THE PROBLEM: Give the listing again in full, exactly as it appears.

DATA SECTION:
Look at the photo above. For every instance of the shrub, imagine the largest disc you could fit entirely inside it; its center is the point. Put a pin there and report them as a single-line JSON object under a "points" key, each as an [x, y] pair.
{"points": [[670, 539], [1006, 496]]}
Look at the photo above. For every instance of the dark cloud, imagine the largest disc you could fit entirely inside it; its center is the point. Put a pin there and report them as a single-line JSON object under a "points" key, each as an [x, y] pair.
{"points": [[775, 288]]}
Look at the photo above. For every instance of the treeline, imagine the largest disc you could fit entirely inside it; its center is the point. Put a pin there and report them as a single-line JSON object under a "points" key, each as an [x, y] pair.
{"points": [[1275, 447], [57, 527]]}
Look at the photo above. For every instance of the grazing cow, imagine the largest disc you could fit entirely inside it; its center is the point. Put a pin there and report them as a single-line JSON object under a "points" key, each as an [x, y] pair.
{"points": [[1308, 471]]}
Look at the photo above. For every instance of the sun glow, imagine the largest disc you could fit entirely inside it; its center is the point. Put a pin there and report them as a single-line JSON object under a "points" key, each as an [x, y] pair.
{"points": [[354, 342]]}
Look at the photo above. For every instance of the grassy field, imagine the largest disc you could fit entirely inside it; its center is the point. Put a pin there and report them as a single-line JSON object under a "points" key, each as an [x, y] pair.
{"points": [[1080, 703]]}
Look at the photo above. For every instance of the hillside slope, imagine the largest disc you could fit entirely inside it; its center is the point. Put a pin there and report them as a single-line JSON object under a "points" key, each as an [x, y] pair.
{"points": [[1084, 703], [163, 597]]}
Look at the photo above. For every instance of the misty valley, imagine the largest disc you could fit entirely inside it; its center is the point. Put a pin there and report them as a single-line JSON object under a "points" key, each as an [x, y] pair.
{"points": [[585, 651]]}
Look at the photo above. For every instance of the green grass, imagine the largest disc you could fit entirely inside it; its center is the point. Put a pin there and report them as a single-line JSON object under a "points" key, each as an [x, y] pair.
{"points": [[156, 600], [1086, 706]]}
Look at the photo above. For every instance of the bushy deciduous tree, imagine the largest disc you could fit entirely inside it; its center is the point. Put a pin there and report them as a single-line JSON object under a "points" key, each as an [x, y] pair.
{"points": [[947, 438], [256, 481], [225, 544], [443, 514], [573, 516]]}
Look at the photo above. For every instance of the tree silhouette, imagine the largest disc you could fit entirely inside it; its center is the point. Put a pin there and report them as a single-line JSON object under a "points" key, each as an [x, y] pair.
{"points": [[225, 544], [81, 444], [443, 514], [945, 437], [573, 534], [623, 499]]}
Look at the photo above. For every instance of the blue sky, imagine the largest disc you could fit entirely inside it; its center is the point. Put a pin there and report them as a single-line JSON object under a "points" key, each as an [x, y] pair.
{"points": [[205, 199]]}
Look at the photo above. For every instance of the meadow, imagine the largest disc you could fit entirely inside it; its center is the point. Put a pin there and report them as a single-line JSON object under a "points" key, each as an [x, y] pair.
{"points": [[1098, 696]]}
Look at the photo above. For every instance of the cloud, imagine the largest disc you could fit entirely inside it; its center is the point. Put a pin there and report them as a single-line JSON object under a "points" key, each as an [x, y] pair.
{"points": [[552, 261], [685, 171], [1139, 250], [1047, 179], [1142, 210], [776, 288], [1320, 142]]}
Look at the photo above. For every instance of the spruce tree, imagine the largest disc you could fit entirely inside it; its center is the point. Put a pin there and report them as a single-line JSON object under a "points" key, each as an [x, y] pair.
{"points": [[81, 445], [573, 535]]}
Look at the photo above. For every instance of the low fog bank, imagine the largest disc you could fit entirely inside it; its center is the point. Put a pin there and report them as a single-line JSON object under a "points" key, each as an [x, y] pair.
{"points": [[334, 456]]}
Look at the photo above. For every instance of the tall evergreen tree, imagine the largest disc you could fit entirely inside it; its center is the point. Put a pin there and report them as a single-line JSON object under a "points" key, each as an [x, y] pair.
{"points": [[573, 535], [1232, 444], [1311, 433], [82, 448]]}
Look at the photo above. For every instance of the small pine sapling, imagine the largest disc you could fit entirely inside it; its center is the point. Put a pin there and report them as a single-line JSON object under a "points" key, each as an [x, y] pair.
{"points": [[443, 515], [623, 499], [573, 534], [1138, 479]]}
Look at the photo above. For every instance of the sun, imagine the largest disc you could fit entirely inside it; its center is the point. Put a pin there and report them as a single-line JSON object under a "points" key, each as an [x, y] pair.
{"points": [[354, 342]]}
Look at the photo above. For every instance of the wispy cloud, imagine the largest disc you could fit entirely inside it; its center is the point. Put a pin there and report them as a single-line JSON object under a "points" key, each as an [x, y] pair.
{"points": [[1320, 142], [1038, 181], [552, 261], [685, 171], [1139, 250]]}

SOLUTION TO THIS PROBLEM:
Look at the photo above. For every instance of the shrub, imagine the largest disc you could fit entirely inside it; its center is the point. Put a pin there and report them as a single-line JSON object under a "points" key, each as an [x, y] pair.
{"points": [[670, 539], [1006, 496]]}
Look at the photo above. For every instance of the dark cloud, imagine the largest disc you could fit entirely inside it; its center is the point. Put a pin there and report them as a single-line JSON object under a "points" key, each as an [x, y] pair.
{"points": [[775, 288]]}
Look at the photo above. For every instance of the treeline, imagine the largest disc you could fit entirely inside it; its center is the point. Put a pin there and report them as a single-line JSON object under a "points" key, each as an [x, y] pair.
{"points": [[1275, 447], [57, 527]]}
Look at the photo above. For every instance of the grazing cow, imagine the largest disc you could fit entirely inside it; its center is the point. Put a pin there and report them as a single-line JSON object under a "points" key, each as an [x, y] pair.
{"points": [[1308, 471]]}
Look at the photo above. For every instance of the sun glow, imagine the largest disc you could fit entirely inside it; its center is the point. Put a pin there and report them as a single-line JSON object under a "points" key, each as an [x, y] pair.
{"points": [[354, 342]]}
Look at the photo above. For every instance of the grassy field, imagine the largest disc you could fit entirely inside it; its center is the point. Put a pin there and report them as a single-line JSON object under a "points" key, each as an [x, y] pair.
{"points": [[1080, 703]]}
Look at the photo above. For every instance of the hillside slope, imagine the largest disc you could fit entirely inside it; its center is the point. Put a pin there and report them as a single-line JSON object under a "points" key, each as an [x, y] pair.
{"points": [[1084, 703], [163, 597]]}
Look at the photo above. For every instance of the misty valley, imagine the largest disc you could fit entirely inside it; its center is the point. Put a pin there and report them as a single-line JSON object under a "points" key, each as an [x, y] pair.
{"points": [[585, 651]]}
Look at the photo above. For every instance of the green grass, imagine the largest disc you could fit entirely inside it; its center is the point. Put a pin there and report them as a single-line JSON object under a "points" key, each as an [x, y] pair.
{"points": [[156, 600], [1086, 706]]}
Look at the photo above. For every instance of the bushy deciduous tree, imagine the largest disc you could fit entirely inside it; its center is the point. Put a pin there and report them as a single-line JSON object under a "points" key, each as an [x, y] pair.
{"points": [[947, 438], [256, 481], [225, 544], [443, 514], [573, 516]]}
Look at the photo above. For every instance of the tree silhouette, imagine the largest disc you could fit entirely inside it; its center is the point. Put a pin there and report them as a single-line JSON object under a "points" key, each as an [x, y] pair.
{"points": [[225, 544], [81, 444], [443, 514], [945, 437], [573, 534], [623, 499]]}
Look at the photo above. For every instance of the blue sky, imagine the largest disc you could fit entirely inside it; its center is the point. Put a pin there and report them as a single-line JSON object under a "points" key, each as an [x, y] pair.
{"points": [[205, 199]]}
Look at the photo above. For every instance of the meadow, imagine the largest disc you could fit entirely inside it; its center is the point. Put a pin there and report them as a single-line JSON object under a "points" key, each as an [x, y] pair.
{"points": [[1098, 696]]}
Look at the photo above. For every instance of the cloud, imagine the largest disc you could fit entirely inside it; its center is the point. Put a pin there and report them as a single-line JSON object under a "points" key, each as an [x, y] pair.
{"points": [[552, 261], [685, 171], [1139, 250], [1047, 179], [1142, 210], [776, 288], [1320, 142]]}
Look at the photo above. For every instance of the spruce tree, imagine the largest disc you could fit entirely inside it; its center is the point. Put a pin there and report them as a single-line JSON object under a "points" key, each as an [x, y] pair.
{"points": [[81, 445], [573, 535]]}
Look at the photo above. For every instance of the low fog bank, imagine the largest disc you could fit entirely inside it; its center is the point. Put a pin there and report them as a single-line JSON object under a "points" key, each as an [x, y] pair.
{"points": [[334, 456]]}
Look at the photo above. For every instance of the tall evergreen tree, imagine the largest disc you could fit entirely inside it; its center is the point. Put a pin there and report them as a single-line JSON object under a "points" key, each as an [x, y] pair.
{"points": [[573, 535], [1232, 444], [1311, 433], [82, 448]]}
Look at the photo above. For every instance of the small pine sapling, imagine the largest disc you could fit entirely inside it; its center is the point. Put a pin there and report them as a single-line JSON object under a "points" key, each as an [x, y] pair.
{"points": [[443, 515], [623, 499], [573, 534], [1138, 479]]}
Look at the photo above. For every instance of the sun, imagine the largest disc you could fit entirely inside it; its center is the point. Put a pin there and report them as a single-line JSON object under a "points" key, each as an [x, y] pair.
{"points": [[354, 342]]}
Look at the photo above. For every instance of the wispy cloud, imagine the largest disc you could fit entirely inside it; its center is the point. Put a pin there and report them as a single-line JSON object under a "points" key, each as an [x, y] pair.
{"points": [[1320, 142], [1038, 181], [552, 261], [685, 171], [1139, 250]]}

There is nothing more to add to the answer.